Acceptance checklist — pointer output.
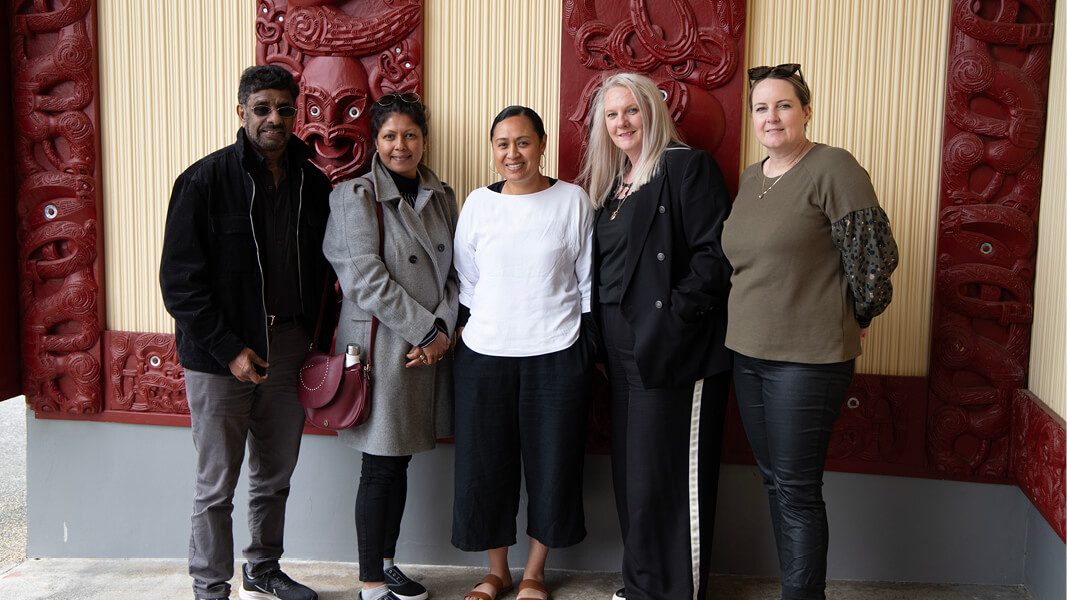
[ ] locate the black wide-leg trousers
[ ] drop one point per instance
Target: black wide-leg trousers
(789, 410)
(516, 414)
(666, 444)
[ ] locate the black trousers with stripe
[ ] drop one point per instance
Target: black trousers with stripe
(666, 444)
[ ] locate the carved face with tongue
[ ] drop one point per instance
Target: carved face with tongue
(333, 115)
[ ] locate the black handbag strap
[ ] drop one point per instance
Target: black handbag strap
(325, 291)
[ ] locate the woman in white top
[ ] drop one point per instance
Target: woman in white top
(523, 254)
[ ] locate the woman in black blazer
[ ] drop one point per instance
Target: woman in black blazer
(661, 287)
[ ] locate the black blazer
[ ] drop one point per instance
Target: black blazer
(675, 277)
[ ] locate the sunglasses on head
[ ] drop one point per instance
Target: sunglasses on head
(407, 97)
(783, 70)
(287, 111)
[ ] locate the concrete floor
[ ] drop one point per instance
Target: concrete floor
(79, 579)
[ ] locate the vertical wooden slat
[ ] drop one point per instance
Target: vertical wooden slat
(877, 76)
(1048, 344)
(169, 75)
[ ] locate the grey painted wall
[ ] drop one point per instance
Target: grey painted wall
(113, 490)
(1046, 573)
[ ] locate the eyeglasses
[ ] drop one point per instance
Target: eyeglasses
(783, 70)
(286, 111)
(407, 97)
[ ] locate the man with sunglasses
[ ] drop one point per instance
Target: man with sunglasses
(242, 273)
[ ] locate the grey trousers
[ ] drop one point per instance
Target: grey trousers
(226, 414)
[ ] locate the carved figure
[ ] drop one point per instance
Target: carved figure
(345, 53)
(690, 49)
(54, 82)
(996, 103)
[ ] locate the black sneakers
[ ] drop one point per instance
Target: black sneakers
(403, 587)
(273, 585)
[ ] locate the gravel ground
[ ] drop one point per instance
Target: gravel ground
(12, 483)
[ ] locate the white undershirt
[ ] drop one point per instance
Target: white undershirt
(525, 269)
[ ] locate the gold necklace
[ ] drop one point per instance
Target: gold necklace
(624, 190)
(765, 188)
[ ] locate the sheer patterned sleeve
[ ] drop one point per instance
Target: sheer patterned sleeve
(869, 256)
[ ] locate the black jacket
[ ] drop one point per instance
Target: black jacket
(675, 275)
(210, 273)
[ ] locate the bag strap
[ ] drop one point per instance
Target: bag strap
(381, 252)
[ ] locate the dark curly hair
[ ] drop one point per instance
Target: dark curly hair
(269, 77)
(379, 114)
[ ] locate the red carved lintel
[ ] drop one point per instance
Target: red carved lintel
(997, 91)
(345, 54)
(61, 266)
(691, 49)
(1038, 445)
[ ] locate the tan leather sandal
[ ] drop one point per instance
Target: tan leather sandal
(536, 586)
(493, 581)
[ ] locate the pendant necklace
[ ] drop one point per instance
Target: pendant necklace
(621, 194)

____________

Restate the entire listing word for word, excluding pictures.

## Answer to this problem
Acceptance checklist — pointer output.
[ ] locate the black wide-leg trousers
[ ] drop one point per instance
Target: black wide-leg trousers
(789, 410)
(516, 414)
(666, 444)
[ ] locate the black trousers with stripe
[ ] drop one point per instance
Target: black trousers with stripe
(666, 444)
[ ] locate the carved face with tongue
[ ] drop one point per instance
Target: carved face with tongue
(333, 115)
[ ] locate the black handbag strap
[ ] drop one point per instance
Target: black handbag strap
(325, 291)
[ ] locate the woman in white top
[ ] drop one point per instance
Target: woman in white top
(523, 254)
[ ] locate the woman in black blazer
[ ] drop one point per instance
Target: woman in black blazer
(661, 287)
[ ] locate the black blazer
[ ] drop one point per instance
Target: black blazer
(675, 277)
[ ] locate the sunglasses on head
[ ] drop one point per instance
Target: sunglasses on head
(407, 97)
(783, 70)
(287, 111)
[ ] locate the concrete floor
[ ] drop one point per instance
Target: concrete floor
(79, 579)
[ ] locate the vertical wooden slat
[ ] drop one point per instance
Target: vertical wooden slat
(877, 76)
(1048, 344)
(169, 75)
[ ] locate the grey painted wall
[ ] drop one point per instance
Target: grey painted wall
(113, 490)
(1046, 573)
[ ] locate the eyeglasses
[ ] drop one point per instance
Target: eyeglasses
(783, 70)
(286, 111)
(407, 97)
[ ] locate the man with sunglasses
[ ] drop one point per instance
Target: man with sunglasses
(242, 273)
[ ] locate the grey trousers
[ ] drop one point per instance
Target: grey trousers
(226, 414)
[ ] locate the carved figure
[ ] drop one point per instance
Target: carved figure
(345, 53)
(690, 49)
(54, 82)
(996, 103)
[ ] locate the black sneakers
[ ] drop one point per instance
Target: black sneakers
(403, 587)
(273, 585)
[ ] locate the gravel ground
[ ] drop one point per instance
Target: gravel ground
(12, 483)
[ ] locate the white undershirt
[ ] drop one point per instance
Target: white undershirt
(525, 269)
[ ] locate the gold necklace
[ ] drop one point per instance
Target: gold necklace
(624, 190)
(765, 188)
[ ] locate the sheer patterned sleeve
[ ] drop one point per instance
Target: sheer patterned sleeve
(869, 256)
[ ] locate the black jacket
[ ] drop one point per instance
Target: black jacket
(675, 275)
(210, 273)
[ ] locate the bag strap
[ ] drop one point per instance
Target: bag strap
(381, 252)
[ ] locate the dark curly hair
[ ] drop one point per instance
Target: dark curly hair
(269, 77)
(379, 114)
[ ] locate the red carved lintel
[ ] drop one point per instance
Target: red carved lintel
(997, 91)
(345, 54)
(61, 266)
(691, 49)
(1038, 445)
[ ] locate the tan leather sandal
[ ] drop one point per instance
Target: tan leather sandal
(536, 586)
(493, 581)
[ ] locate the pendant necklace
[ ] drop one point per instance
Target: pendant necklace
(621, 194)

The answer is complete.